### [Stated goal]
Repeat only the lines from the one holding "Can you find the green grass" down to the last line of the listing below, including both of those lines.

### [Supplied data]
^^^^

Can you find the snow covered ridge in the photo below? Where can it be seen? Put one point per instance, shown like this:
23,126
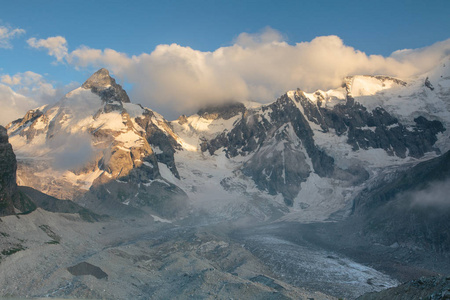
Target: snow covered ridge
305,155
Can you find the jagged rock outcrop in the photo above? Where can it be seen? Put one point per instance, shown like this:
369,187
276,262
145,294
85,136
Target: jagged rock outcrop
11,200
105,86
93,138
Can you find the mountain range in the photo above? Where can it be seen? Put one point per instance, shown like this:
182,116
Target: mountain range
239,199
306,156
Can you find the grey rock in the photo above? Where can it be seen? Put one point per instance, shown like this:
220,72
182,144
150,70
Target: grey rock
106,87
10,197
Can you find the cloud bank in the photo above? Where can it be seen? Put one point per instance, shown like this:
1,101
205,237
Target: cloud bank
24,91
6,34
174,79
56,46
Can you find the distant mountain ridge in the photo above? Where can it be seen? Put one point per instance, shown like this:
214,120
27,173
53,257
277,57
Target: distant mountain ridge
307,155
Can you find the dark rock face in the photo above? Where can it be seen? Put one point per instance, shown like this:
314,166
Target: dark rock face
399,210
279,135
158,139
85,268
375,129
105,86
10,197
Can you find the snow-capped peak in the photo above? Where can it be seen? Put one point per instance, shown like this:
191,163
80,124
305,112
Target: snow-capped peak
102,84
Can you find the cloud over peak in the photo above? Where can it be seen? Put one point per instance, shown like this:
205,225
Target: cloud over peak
174,79
56,46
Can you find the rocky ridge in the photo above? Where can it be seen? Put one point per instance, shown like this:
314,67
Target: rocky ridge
11,200
307,153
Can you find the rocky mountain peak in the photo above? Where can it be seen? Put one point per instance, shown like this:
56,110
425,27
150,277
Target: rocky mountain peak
102,84
100,79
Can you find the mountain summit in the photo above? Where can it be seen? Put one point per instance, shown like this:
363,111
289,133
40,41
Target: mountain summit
102,84
306,154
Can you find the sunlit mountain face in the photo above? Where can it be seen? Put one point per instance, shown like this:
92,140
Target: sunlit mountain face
271,201
225,150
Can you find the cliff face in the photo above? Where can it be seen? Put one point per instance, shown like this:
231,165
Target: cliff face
11,200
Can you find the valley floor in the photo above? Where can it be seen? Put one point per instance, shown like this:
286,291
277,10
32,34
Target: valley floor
151,258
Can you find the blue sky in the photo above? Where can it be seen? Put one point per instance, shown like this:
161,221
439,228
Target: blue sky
136,27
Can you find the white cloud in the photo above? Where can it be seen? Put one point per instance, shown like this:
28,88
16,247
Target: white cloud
174,79
13,105
56,46
6,34
24,91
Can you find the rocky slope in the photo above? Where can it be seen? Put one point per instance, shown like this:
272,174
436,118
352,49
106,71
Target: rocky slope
95,140
11,199
305,156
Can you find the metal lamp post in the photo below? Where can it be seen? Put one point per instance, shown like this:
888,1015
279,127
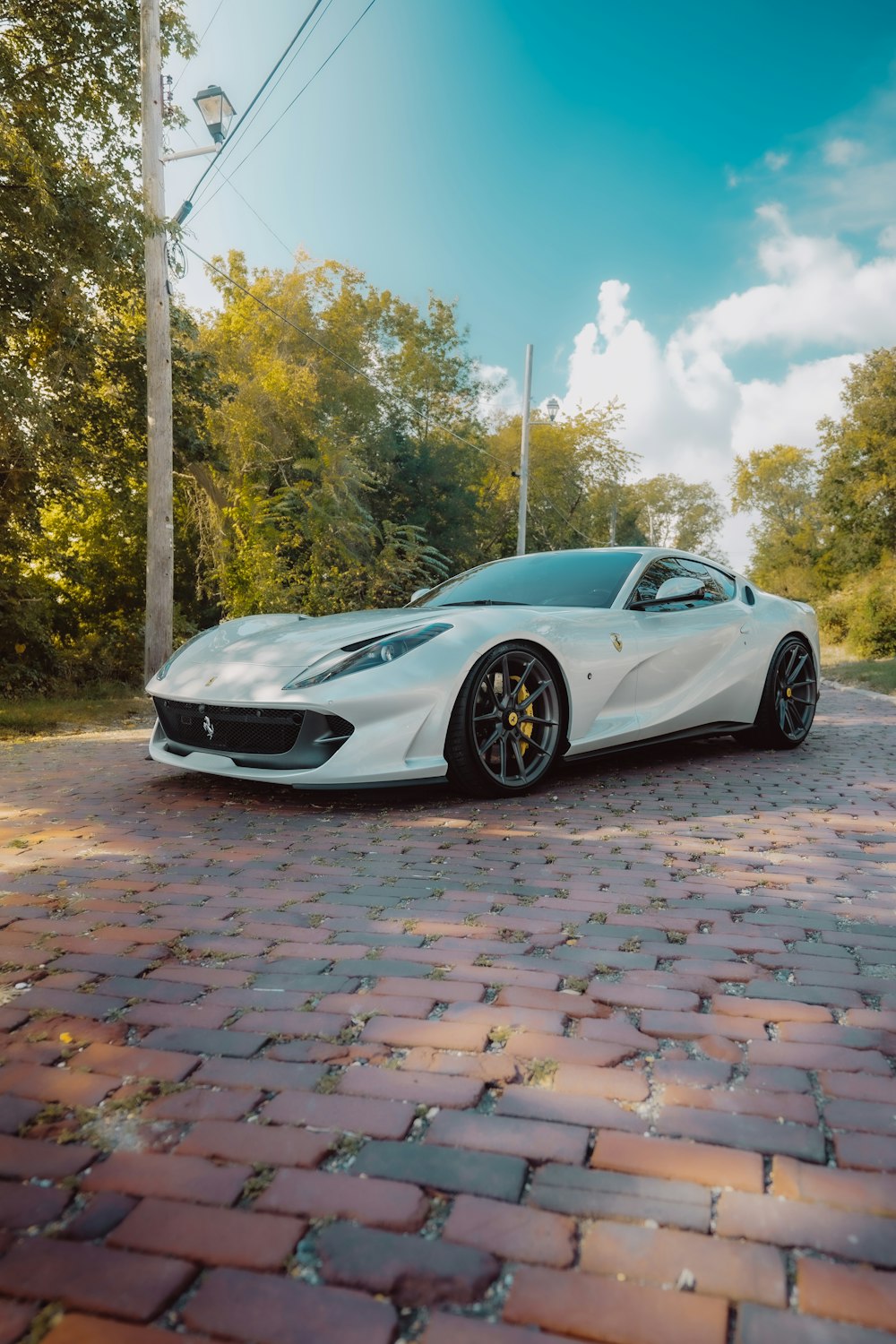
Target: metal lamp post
552,408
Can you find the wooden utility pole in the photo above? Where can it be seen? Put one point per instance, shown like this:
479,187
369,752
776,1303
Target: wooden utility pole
160,523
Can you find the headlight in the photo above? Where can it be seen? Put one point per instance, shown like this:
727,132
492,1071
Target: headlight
373,655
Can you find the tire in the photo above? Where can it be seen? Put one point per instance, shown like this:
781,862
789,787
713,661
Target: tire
788,698
508,726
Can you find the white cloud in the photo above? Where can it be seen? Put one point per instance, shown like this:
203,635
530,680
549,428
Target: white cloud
500,392
686,411
841,151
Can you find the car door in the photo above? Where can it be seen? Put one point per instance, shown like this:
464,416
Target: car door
694,653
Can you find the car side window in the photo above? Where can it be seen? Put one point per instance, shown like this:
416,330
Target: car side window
718,585
656,575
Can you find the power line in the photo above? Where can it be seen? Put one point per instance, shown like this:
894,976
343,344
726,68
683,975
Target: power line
289,105
242,117
249,123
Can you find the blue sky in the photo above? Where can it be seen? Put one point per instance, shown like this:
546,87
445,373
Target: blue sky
691,207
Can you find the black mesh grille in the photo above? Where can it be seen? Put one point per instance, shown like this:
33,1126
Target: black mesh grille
220,728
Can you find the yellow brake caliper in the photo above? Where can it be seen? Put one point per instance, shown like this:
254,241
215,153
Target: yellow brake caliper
525,728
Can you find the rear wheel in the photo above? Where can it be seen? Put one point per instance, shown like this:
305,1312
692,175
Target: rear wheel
508,726
788,698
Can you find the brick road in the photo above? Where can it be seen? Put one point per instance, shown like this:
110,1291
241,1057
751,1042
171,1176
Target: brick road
613,1062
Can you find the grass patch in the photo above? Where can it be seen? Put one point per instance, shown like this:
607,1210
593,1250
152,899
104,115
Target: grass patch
866,674
75,710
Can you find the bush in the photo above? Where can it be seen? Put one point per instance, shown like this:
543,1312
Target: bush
863,613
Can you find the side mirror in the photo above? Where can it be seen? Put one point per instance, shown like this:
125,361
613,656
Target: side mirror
683,589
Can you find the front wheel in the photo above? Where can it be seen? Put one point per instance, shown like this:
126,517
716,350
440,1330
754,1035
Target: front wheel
508,726
788,698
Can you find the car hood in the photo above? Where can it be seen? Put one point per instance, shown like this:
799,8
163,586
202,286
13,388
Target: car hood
289,642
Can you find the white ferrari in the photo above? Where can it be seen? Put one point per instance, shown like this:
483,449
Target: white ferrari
495,676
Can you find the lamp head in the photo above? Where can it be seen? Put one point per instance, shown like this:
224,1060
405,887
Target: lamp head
217,110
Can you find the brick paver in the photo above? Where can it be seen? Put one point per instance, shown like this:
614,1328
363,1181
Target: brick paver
611,1062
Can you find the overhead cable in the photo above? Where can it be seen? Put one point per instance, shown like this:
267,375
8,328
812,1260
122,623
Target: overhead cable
289,105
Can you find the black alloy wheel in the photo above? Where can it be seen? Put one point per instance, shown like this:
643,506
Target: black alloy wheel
788,701
508,726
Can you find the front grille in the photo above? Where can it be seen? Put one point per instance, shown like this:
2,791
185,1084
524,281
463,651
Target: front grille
222,728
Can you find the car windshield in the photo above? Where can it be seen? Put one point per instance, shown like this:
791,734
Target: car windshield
556,578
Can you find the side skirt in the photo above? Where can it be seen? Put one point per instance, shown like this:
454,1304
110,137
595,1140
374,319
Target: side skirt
705,730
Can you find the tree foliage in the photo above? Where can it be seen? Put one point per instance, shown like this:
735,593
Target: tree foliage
349,446
826,530
70,234
677,513
780,484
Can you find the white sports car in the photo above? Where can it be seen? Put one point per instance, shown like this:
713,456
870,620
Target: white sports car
493,676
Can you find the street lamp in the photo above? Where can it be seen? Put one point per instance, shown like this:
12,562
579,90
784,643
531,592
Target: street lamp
217,112
551,408
160,507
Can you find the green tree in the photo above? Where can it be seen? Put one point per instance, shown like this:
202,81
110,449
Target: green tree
70,230
576,475
677,513
349,444
90,553
857,505
780,484
857,487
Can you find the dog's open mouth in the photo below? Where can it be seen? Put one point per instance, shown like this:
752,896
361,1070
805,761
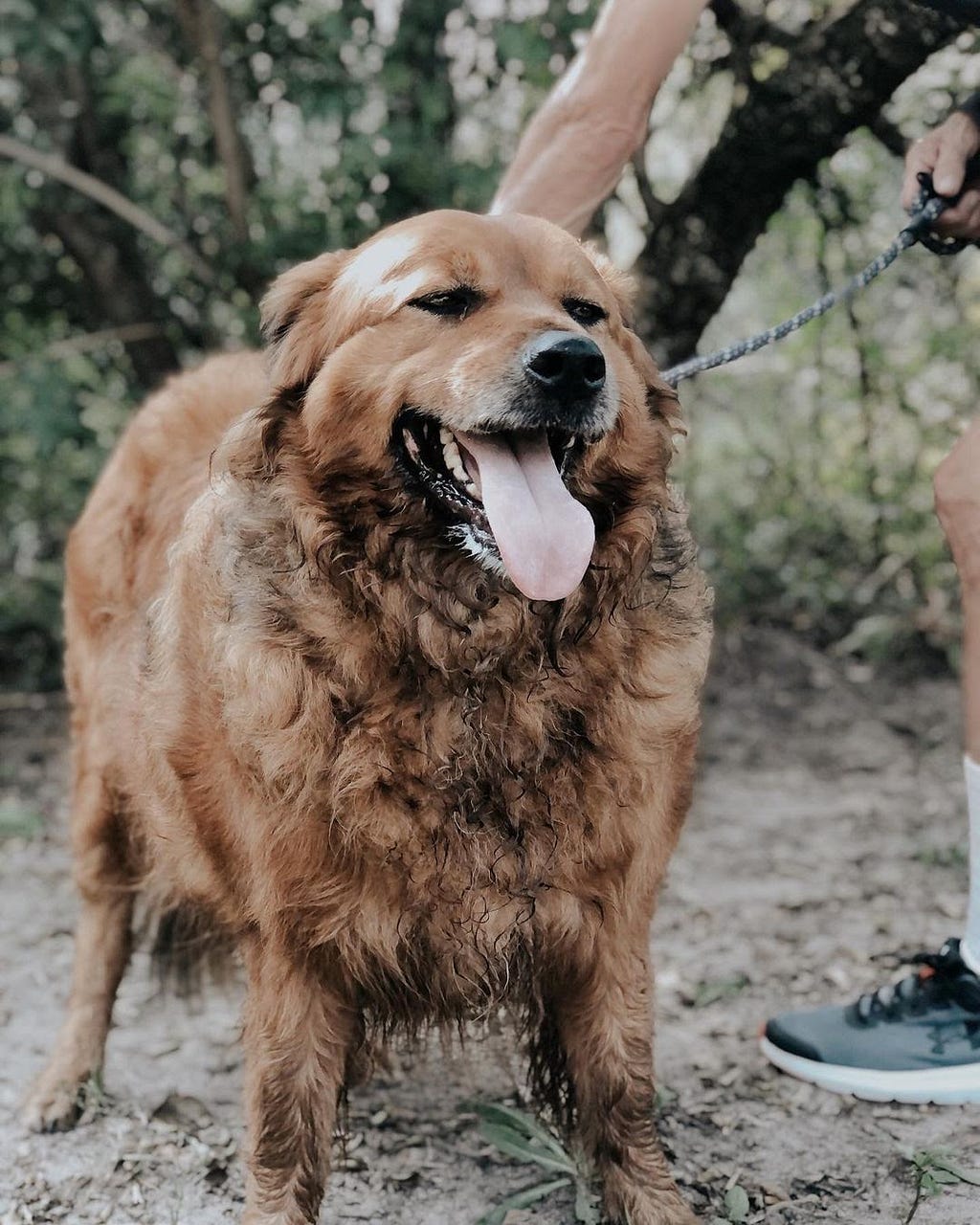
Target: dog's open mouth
508,490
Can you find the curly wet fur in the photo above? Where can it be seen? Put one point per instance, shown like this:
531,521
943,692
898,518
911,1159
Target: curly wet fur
408,794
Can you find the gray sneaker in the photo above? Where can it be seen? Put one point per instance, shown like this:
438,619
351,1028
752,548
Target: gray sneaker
915,1041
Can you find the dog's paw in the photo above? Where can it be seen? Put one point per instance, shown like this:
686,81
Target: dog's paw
659,1208
56,1103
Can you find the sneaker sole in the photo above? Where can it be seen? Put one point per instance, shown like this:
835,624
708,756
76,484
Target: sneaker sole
939,1087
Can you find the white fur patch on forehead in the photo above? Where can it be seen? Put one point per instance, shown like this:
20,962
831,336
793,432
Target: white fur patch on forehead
371,275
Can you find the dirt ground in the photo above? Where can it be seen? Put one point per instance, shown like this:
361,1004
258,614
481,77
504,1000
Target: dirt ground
827,827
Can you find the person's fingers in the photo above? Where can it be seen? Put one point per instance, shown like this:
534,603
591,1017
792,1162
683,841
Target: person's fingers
920,157
950,163
963,221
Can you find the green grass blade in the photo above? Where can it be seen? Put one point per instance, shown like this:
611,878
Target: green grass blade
522,1199
521,1147
508,1116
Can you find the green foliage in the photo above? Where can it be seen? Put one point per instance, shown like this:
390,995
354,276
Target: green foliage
523,1138
808,468
736,1204
935,1171
345,122
18,822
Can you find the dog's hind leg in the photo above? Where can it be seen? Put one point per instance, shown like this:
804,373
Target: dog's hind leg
301,1034
605,1028
101,946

^^^^

### [Exercise output]
Can you find the green grass blade in the photo above? Where can it be seen? Put one point per instance, shown like this:
611,878
Target: green grass blade
522,1199
521,1147
508,1116
Can you find the green foliage in the photo above? Where can it be seen? Put one point per instance, shown like this:
390,995
354,276
Target: green foliage
523,1138
808,468
736,1204
935,1171
345,122
18,822
Can you find the dog's hind leg in the photo above? Where can it be seen? Put one point per instance, shown like this:
804,373
Target: dog's hind leg
301,1034
605,1028
101,946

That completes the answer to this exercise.